I Want My Twenties Back
A messy soup of anger, grief and acceptance.
When I was twelve, maybe thirteen, my mother took me to see the doctor. I vividly remember the bored and disinterested look on his face as she explained my recent high anxiety, the strange things I’d been saying and the little rules and rituals my brain had been conjuring up.
‘Let’s just nip this in the bud now,’ he said without looking at either of us and referring me to children’s mental health services.
I remember his large frame, the glasses that regularly slid down his nose and the messy, grey hair on his head. When I next went to see him again at eighteen he looked relatively the same; a similarly bored and disinterested look on his face, except this time he sighed in disappointment when he glanced at my notes and then wrote out my first prescription for anti-depressants.
My life has been filled with similar appointments with medical professionals who look at me with different expressions of disappointment, some kinder than others, but they’ve been nonetheless at a loss as to why I was back with the same complaints and concerns; why I hadn’t been magically fixed by different prescriptions and sprinklings of six-week, coincidently inappropriate, therapy offerings.
Now that I am a thirty-five year old triple-threat (C-PTSD, ASD, ADHD), it feels maddening to look back at all the missed opportunities for the truth, for suitable support and for a different experience.
As we grow older, I think that it’s entirely normal to look back at our younger years with a variety of emotions and to imagine what it might be like to go back in time to change a thing or two.
While some find comfort and stability in a ‘no regrets’ attitude towards their past, I’m afraid I have reached a point where I want an entire decade back. Give me back my twenties because I am fuuuucking fuming about them.
I am quickly realising that there are a plethora of women like me who are navigating late neurodivergent diagnoses and I can imagine that for anyone on the outside looking in, it potentially looks as if we’re overreacting, having one existential crisis after another and that we’re being pretty dramatic about a diagnosis that doesn’t actually change anything.
Look — I get it, kind of.
There’s a lot of noise around how ‘everyone has adhd these days’ and ‘we’re all a little bit autistic’, and I’m not denying that there are plenty of examples where people who are neurotypical also have similar symptoms traditionally associated with neurodiversity, but late diagnosis is a genuine mindfuck, I don’t think I can explain it with better articulation.
The thing is, whether anything in your present life changes or not, it’s impossible not to look back at your life up until diagnosis and recognise all the (now glaringly obvious) red flags, as well as all the ways you’ve been let the fuck down.

*Task instructions:* Could you quote, word for word, the part of the piece on late neurodivergent diagnosis starting at "I Want My Twenties" and ending at "prescription for anti-depressants."?

*Record extracts:*
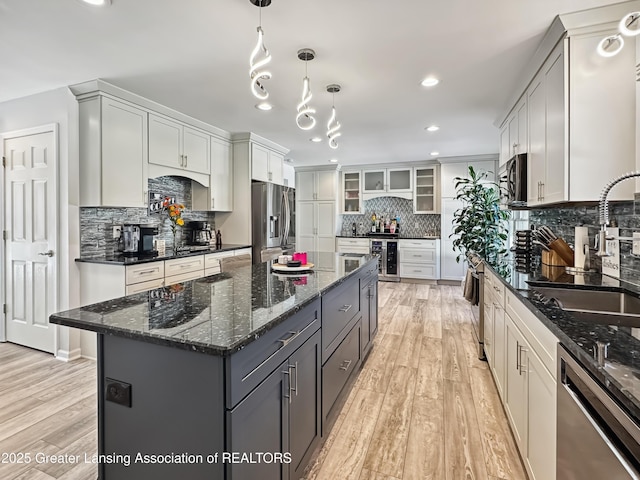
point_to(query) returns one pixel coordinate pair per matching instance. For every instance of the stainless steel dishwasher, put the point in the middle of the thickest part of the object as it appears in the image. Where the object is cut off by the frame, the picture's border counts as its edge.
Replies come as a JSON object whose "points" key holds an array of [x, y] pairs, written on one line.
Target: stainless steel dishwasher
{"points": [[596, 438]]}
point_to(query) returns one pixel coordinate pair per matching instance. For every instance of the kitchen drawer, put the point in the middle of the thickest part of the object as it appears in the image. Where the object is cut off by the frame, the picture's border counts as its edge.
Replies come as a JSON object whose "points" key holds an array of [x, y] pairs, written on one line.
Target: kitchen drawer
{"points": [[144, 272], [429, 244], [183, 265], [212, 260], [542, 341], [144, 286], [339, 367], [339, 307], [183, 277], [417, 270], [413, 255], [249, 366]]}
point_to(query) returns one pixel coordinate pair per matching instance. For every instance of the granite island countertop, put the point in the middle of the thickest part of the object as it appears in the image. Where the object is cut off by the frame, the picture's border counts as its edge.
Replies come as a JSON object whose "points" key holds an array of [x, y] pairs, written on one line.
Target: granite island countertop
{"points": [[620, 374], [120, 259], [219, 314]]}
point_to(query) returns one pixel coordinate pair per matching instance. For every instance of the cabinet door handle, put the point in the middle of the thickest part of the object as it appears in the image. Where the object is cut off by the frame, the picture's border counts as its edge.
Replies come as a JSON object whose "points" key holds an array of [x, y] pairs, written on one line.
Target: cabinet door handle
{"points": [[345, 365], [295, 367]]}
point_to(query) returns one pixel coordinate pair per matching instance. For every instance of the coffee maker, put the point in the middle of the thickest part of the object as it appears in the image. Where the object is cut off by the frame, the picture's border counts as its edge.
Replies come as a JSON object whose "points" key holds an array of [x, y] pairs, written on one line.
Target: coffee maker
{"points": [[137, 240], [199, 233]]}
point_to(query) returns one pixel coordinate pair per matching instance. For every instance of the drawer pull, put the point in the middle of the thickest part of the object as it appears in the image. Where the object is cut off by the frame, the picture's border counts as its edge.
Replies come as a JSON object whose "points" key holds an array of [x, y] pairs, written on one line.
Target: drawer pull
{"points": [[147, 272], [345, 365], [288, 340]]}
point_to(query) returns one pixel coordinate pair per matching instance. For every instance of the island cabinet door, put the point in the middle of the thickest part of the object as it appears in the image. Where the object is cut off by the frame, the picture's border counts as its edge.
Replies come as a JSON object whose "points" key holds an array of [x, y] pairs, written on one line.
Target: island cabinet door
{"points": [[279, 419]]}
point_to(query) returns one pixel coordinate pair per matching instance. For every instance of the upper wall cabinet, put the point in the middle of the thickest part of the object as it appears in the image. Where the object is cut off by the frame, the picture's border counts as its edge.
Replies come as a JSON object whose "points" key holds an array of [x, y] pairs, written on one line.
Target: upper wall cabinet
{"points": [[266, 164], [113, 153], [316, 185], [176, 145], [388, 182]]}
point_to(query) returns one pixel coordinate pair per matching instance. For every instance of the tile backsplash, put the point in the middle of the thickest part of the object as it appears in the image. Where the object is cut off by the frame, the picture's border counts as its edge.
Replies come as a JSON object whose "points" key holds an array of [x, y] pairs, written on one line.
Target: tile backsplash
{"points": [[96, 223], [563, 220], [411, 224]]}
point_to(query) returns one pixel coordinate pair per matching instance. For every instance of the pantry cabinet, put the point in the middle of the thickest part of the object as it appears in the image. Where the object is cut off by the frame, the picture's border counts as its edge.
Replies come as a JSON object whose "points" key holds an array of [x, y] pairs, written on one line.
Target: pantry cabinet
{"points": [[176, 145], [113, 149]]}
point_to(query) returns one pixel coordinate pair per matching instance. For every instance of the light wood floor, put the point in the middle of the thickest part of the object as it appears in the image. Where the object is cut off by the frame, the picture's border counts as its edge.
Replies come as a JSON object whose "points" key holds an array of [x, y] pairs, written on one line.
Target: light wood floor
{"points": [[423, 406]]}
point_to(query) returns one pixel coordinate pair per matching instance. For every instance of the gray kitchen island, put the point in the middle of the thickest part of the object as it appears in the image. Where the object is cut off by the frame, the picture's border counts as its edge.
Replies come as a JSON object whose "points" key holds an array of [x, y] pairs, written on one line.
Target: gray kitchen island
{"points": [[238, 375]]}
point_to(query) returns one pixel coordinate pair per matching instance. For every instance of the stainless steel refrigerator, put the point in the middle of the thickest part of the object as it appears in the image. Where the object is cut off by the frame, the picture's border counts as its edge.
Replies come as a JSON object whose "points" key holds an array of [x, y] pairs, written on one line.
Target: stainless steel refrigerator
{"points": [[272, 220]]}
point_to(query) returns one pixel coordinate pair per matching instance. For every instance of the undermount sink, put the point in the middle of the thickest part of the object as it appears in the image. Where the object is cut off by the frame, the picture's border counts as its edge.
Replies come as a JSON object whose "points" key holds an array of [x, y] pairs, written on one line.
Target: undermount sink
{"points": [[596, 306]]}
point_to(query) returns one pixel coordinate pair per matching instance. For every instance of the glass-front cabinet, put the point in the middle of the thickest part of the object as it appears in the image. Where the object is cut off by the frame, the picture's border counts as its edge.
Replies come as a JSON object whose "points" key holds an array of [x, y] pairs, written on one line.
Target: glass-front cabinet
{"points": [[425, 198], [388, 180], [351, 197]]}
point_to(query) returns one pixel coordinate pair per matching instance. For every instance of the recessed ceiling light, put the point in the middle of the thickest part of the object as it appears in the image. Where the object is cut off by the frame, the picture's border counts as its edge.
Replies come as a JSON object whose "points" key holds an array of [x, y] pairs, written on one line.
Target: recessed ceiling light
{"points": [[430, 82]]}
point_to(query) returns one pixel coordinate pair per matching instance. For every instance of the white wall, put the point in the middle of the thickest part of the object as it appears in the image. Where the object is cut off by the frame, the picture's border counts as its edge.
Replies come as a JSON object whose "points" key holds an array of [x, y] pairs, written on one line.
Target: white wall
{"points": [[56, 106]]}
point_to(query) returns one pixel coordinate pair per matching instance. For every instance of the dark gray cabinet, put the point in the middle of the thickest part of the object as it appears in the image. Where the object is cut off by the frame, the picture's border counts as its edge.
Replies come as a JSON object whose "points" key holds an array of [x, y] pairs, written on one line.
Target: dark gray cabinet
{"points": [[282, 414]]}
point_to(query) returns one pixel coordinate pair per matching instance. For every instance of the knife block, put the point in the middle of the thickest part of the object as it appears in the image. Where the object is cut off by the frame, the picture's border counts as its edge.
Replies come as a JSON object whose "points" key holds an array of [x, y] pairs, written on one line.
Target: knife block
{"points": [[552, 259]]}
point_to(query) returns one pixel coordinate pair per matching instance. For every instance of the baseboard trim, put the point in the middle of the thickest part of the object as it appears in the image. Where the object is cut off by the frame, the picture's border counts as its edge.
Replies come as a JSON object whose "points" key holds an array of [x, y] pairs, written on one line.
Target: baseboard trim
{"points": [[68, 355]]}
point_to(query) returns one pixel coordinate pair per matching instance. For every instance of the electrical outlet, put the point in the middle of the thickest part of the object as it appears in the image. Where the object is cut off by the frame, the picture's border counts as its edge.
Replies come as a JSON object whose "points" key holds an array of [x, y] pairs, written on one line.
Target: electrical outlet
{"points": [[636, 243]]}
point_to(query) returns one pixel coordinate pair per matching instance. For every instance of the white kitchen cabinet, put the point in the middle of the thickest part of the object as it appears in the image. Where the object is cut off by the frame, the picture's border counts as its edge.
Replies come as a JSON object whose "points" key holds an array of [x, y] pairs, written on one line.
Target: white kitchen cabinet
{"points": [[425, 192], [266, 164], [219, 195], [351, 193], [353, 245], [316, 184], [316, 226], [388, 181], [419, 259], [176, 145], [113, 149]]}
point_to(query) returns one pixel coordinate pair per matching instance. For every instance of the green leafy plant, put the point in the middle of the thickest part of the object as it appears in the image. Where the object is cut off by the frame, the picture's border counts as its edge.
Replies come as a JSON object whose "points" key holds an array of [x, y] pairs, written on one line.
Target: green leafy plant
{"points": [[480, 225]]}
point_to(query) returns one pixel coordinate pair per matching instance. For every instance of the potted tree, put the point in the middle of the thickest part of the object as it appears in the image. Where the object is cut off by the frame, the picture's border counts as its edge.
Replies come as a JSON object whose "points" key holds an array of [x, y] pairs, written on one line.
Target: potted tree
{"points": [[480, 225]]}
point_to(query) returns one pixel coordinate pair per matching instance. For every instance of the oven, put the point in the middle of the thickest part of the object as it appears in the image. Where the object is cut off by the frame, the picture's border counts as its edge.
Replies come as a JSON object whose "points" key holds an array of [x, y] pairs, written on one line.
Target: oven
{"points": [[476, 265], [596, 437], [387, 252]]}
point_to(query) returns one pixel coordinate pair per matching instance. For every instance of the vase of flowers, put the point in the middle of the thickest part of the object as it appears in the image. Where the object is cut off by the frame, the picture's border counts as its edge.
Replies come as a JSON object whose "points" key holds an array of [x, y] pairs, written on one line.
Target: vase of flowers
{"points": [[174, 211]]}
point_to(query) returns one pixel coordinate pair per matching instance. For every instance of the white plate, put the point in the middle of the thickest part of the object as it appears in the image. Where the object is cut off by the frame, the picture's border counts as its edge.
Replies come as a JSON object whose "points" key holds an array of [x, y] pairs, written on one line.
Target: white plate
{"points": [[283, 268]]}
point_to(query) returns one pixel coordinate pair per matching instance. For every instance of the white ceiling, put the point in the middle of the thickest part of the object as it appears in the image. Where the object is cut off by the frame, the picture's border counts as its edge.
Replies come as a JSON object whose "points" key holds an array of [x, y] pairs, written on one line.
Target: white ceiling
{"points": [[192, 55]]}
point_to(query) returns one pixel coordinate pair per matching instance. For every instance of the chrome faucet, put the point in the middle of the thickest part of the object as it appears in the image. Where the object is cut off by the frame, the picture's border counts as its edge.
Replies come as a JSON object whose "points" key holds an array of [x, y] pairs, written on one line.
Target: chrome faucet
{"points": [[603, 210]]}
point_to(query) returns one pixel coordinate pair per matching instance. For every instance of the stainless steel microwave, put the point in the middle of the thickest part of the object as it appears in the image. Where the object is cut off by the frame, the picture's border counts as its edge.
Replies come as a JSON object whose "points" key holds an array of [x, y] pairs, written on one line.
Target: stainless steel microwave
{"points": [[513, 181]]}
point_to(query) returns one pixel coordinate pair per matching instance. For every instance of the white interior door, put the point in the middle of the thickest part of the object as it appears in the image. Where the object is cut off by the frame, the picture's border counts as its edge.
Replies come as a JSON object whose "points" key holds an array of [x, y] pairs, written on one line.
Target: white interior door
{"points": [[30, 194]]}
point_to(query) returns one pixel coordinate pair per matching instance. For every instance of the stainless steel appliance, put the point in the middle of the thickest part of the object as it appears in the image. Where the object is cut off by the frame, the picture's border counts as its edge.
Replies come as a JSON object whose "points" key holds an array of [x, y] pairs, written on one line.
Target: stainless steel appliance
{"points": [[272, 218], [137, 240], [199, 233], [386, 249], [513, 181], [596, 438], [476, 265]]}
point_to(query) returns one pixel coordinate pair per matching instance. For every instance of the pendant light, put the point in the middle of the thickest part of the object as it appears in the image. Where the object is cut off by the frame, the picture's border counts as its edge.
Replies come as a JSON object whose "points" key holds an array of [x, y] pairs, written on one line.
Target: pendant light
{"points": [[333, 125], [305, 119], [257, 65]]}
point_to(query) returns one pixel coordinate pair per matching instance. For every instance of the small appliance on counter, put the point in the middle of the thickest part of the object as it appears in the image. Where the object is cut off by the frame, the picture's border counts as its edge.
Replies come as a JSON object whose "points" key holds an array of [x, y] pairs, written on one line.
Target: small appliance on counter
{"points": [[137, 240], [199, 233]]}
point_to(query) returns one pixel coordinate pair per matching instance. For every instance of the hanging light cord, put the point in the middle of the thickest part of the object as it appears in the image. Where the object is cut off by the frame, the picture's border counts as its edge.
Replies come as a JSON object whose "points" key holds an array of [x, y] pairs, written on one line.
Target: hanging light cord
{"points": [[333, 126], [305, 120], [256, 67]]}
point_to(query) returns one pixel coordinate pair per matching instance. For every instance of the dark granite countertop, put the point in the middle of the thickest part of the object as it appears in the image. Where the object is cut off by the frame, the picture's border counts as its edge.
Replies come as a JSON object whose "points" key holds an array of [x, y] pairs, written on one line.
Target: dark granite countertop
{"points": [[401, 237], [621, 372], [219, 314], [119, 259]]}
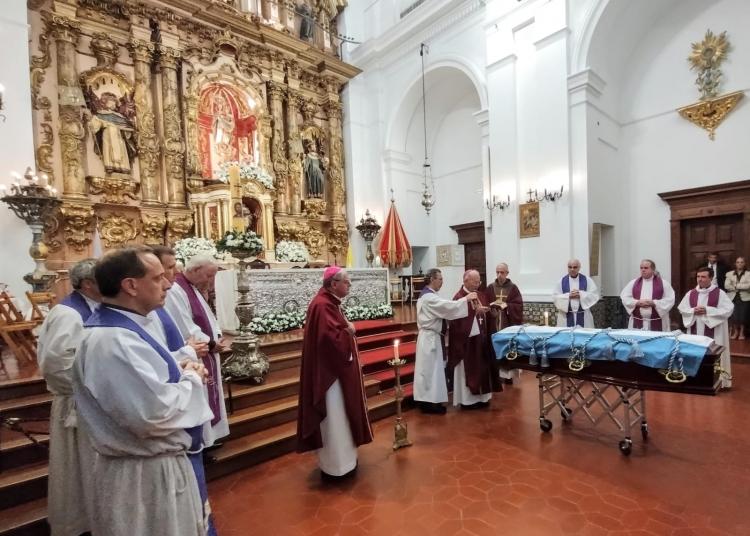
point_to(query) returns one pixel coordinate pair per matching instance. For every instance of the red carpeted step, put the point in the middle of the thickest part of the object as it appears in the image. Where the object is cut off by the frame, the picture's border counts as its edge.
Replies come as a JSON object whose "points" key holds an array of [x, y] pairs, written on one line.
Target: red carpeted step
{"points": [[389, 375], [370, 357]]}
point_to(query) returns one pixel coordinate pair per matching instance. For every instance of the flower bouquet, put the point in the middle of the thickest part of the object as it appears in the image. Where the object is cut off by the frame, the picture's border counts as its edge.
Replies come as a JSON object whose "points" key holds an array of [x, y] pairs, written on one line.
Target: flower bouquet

*Worked solution:*
I Want My Twenties Back
A messy soup of anger, grief and acceptance.
When I was twelve, maybe thirteen, my mother took me to see the doctor. I vividly remember the bored and disinterested look on his face as she explained my recent high anxiety, the strange things I’d been saying and the little rules and rituals my brain had been conjuring up.
‘Let’s just nip this in the bud now,’ he said without looking at either of us and referring me to children’s mental health services.
I remember his large frame, the glasses that regularly slid down his nose and the messy, grey hair on his head. When I next went to see him again at eighteen he looked relatively the same; a similarly bored and disinterested look on his face, except this time he sighed in disappointment when he glanced at my notes and then wrote out my first prescription for anti-depressants.